* **Page excerpt**
-- Opening Marker --

Caminantes (2017-) is an ongoing project which combines photographs and sculptures. With a physical approach that embraces the magic and the ritualistic, Vitturi explores questions of cultural hybridity through a personal lens.

The starting point of the series is Vitturi’s mixed heritage, and an event that belongs to the history of his family: a trip that allowed his parents to meet. In the 1960s, his father crossed the Atlantic Ocean to open a Murano glass factory in Peru, where he met Vitturi’s mother. In Caminantes, travel is not only a mean to rediscover personal roots. It is also the initiator of a process of personal exchanges through which different narratives can emerge. Images and sculptures comprise objects and materials that Vitturi selected during his travels between the two countries. These materials include Murano glass, Peruvian textiles, earth and landscape substances and shipping materials. Combined into sculptures and arrangements, these elements embody a symbolism that speaks of both personal stories and local cultures.

Vitturi also incorporates his own body in the compositions. Wrapped like a travelling parcel, it is present – yet it remains invisible. While some images recall familiar patterns and elements, others seem more sinister, strange, as if emerging from unknown realms. Combining familiar materials, hybrid bodies and invisible matters, Vitturi performs visibility; conjures the impure.

 

Solo Lo Stupore Conosce

“Solo lo Stupore Conosce” (Only Amazement Knows) is a sculpture located in Gagliano del Capo, the first permanent public installation by Vitturi and the inaugural work of a series of artist commissions for the Capo d’Arte project in Italy.

The sculpture, located in the “Villetta” in Via Roma, is the result of the artist impressions gathered during his stay in Gagliano and is enriched by the contaminations of his experiences in Venice and Peru. The work came to life from the repurposing of a pre-existing metal pole, which was repainted and adorned with colourful metal shapes made by the local blacksmith and designed by Vitturi, including figurative elements and a basketball hoop. While reviving an object of no value for a new playful use, the work is an invitation to search for the exceptional in the ordinary.
The title – from a phrase of 4th-century theologian Gregorio di Nissa: “Concepts create idols. Only amazement knows” – is an invitation to be surprised, and to consider how a simple gesture or a glance can transform the most ordinary element into something magical and ethereal.

-- Closing Marker --

* **Work to complete**
1: Answer these questions about the text on Vitturi's work:
(a) In which decade did Vitturi's father cross the Atlantic Ocean to open a glass factory in Peru?
(b) Who made the colorful metal shapes that adorn the sculpture in Gagliano del Capo?
(c) From whose phrase is the title "Solo lo Stupore Conosce" taken?
2: Edit the text on Vitturi's work from "Vitturi also incorporates" to "conjures the impure.", replacing "parcel" with "package".
3: Can you continue the text on Vitturi's work from where it stops?

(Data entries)
-- Opening Marker --

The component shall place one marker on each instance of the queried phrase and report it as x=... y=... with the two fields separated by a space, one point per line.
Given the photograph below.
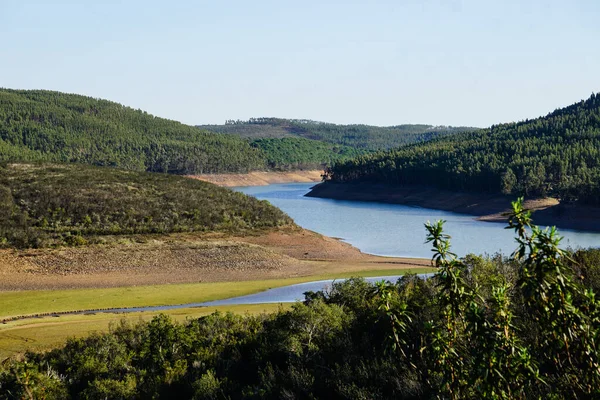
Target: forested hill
x=363 y=137
x=557 y=155
x=37 y=125
x=45 y=204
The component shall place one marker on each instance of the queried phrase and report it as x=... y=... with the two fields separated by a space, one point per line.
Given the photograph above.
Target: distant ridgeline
x=363 y=137
x=41 y=125
x=55 y=204
x=556 y=155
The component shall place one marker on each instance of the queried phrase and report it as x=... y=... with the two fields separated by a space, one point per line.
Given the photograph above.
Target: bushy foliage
x=50 y=204
x=557 y=155
x=39 y=125
x=522 y=327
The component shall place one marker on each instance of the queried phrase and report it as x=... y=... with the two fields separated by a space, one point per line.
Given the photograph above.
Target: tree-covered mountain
x=55 y=204
x=365 y=137
x=38 y=125
x=299 y=153
x=555 y=155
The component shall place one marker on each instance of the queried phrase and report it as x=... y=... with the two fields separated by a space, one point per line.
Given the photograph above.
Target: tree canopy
x=362 y=137
x=555 y=155
x=57 y=204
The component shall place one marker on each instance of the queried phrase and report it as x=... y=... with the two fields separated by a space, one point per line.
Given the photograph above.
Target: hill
x=365 y=137
x=54 y=204
x=39 y=125
x=555 y=155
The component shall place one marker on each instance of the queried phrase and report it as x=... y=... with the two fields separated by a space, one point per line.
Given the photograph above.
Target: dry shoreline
x=487 y=207
x=260 y=178
x=189 y=258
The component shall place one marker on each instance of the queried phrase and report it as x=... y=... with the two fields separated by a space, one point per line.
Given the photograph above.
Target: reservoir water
x=393 y=229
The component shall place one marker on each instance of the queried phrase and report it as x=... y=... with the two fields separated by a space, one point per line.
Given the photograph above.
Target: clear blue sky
x=382 y=62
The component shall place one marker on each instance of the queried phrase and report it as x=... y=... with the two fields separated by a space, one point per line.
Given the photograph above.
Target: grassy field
x=33 y=302
x=41 y=333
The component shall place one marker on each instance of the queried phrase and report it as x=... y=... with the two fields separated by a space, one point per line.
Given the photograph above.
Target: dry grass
x=42 y=334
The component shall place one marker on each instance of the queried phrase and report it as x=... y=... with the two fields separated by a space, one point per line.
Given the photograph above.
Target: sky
x=379 y=62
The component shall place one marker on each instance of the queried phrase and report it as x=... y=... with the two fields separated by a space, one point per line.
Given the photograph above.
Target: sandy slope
x=187 y=258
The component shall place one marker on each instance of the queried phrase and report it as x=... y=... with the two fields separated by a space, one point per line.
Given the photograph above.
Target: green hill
x=299 y=153
x=38 y=125
x=556 y=155
x=56 y=204
x=364 y=137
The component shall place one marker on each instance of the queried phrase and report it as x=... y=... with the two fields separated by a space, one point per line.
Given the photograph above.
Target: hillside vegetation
x=481 y=328
x=39 y=125
x=299 y=153
x=54 y=204
x=556 y=155
x=364 y=137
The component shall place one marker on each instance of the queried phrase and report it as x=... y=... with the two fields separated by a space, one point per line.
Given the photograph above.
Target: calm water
x=285 y=294
x=395 y=230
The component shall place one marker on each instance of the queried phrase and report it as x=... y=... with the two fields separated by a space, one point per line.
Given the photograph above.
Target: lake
x=393 y=229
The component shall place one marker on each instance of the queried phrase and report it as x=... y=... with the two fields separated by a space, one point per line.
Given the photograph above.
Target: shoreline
x=485 y=207
x=261 y=178
x=188 y=258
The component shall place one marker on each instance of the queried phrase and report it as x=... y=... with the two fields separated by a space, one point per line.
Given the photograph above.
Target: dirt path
x=188 y=258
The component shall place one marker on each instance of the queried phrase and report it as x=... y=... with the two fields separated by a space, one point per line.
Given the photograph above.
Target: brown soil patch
x=260 y=178
x=188 y=258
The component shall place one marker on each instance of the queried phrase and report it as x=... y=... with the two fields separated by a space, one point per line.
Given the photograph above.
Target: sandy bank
x=188 y=258
x=259 y=178
x=487 y=207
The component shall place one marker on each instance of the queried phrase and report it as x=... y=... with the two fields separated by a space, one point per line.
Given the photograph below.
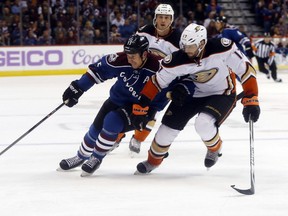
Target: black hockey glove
x=249 y=53
x=251 y=108
x=139 y=117
x=72 y=94
x=179 y=94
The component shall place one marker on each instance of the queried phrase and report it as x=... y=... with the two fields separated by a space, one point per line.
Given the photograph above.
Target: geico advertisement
x=53 y=57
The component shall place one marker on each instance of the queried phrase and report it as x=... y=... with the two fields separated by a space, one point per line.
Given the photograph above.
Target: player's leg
x=89 y=140
x=114 y=123
x=273 y=69
x=215 y=111
x=174 y=120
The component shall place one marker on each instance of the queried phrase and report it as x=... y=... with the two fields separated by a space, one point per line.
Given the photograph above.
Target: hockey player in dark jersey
x=265 y=53
x=212 y=64
x=132 y=69
x=231 y=32
x=163 y=40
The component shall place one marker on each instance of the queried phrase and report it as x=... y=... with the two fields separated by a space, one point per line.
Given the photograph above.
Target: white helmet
x=164 y=9
x=193 y=34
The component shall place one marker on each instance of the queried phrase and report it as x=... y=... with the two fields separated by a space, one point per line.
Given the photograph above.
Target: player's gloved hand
x=251 y=108
x=72 y=94
x=179 y=95
x=139 y=116
x=249 y=53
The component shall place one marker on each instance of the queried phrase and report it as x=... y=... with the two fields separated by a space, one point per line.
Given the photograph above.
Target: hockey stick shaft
x=252 y=161
x=238 y=97
x=31 y=129
x=251 y=190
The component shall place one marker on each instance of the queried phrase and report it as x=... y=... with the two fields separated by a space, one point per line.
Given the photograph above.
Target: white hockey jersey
x=161 y=46
x=214 y=73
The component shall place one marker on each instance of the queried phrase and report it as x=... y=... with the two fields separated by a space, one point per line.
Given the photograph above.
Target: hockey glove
x=139 y=116
x=251 y=108
x=72 y=94
x=249 y=53
x=179 y=94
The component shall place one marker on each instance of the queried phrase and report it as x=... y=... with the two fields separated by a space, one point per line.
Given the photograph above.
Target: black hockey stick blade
x=31 y=129
x=250 y=191
x=240 y=95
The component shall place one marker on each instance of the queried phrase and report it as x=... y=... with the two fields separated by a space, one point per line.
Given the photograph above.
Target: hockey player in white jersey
x=163 y=40
x=212 y=65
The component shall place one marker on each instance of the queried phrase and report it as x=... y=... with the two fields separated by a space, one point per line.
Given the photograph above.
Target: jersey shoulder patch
x=117 y=59
x=149 y=29
x=217 y=45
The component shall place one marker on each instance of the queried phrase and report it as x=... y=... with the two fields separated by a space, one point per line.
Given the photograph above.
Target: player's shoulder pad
x=153 y=62
x=175 y=59
x=217 y=45
x=147 y=29
x=117 y=59
x=174 y=37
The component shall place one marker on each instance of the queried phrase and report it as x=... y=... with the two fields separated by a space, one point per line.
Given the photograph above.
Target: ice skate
x=90 y=166
x=134 y=145
x=70 y=163
x=278 y=80
x=211 y=158
x=144 y=168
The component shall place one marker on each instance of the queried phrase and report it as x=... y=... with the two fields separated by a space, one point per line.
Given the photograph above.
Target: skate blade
x=85 y=174
x=59 y=169
x=133 y=154
x=138 y=173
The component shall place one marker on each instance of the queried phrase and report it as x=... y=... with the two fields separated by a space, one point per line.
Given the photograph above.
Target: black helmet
x=136 y=44
x=220 y=19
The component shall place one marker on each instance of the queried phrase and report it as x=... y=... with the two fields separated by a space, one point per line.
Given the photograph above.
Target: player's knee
x=113 y=122
x=166 y=135
x=205 y=126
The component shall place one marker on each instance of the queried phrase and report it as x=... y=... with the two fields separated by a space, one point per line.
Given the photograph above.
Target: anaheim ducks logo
x=157 y=52
x=112 y=57
x=225 y=42
x=204 y=76
x=167 y=59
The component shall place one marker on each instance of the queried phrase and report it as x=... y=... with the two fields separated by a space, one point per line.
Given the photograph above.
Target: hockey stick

-- Closing Marker --

* **Response list**
1:
(a) The 1960s.
(b) The local blacksmith.
(c) The 4th-century theologian Gregorio di Nissa.

2:
Vitturi also incorporates his own body in the compositions. Wrapped like a travelling package, it is present – yet it remains invisible. While some images recall familiar patterns and elements, others seem more sinister, strange, as if emerging from unknown realms. Combining familiar materials, hybrid bodies and invisible matters, Vitturi performs visibility; conjures the impure.

3:
The project was commissioned by Curator Massimo Torrigiani as part of the 9th edition of Capo d’Arte, a non-profit programme for the promotion of contemporary art and culture in the region of Salento, Southern Italy.

 

Money Must Be Made

Money Must Be Made is a multidisciplinary project which explores atypical patterns of urban change through the observation of two contrasting realities in Lagos, Nigeria: that of the Financial Trust House multistorey building and of the Balogun street Market. Until the 1990s, the Financial Trust House hosted banks, international airlines, and corporate firms. But after the formation of the Balogun Market – the second biggest street market in West Africa – the building now remains unoccupied. While in the rest of Lagos, as in most other cities around the world, the arrival of Western corporations often causes the displacement of local businesses – in this particular area of Lagos Island it happened quite the opposite. The street vendors forced the financial companies out of the area, providing the biggest source of business locally through the sale of products mostly coming from China.

After taking photographs, interviewing locals and the owner of the building, as well as collecting materials and objects, Vitturi returned to London and continued to work in his studio. Objects were altered with paint and pigments and assembled into still lives and sculptures that Vitturi photographed, printed, re-altered and then re-photographed. Through this continuous process, Vitturi observed the encounter and transformation of two local contrasting realities, which reveal the complexity of Lagos’ society and economy, and that of the geopolitical landscape at large.

Money Must Be Made was published in September 2017 by SPBH Editions with texts by Emmanuel Iduma.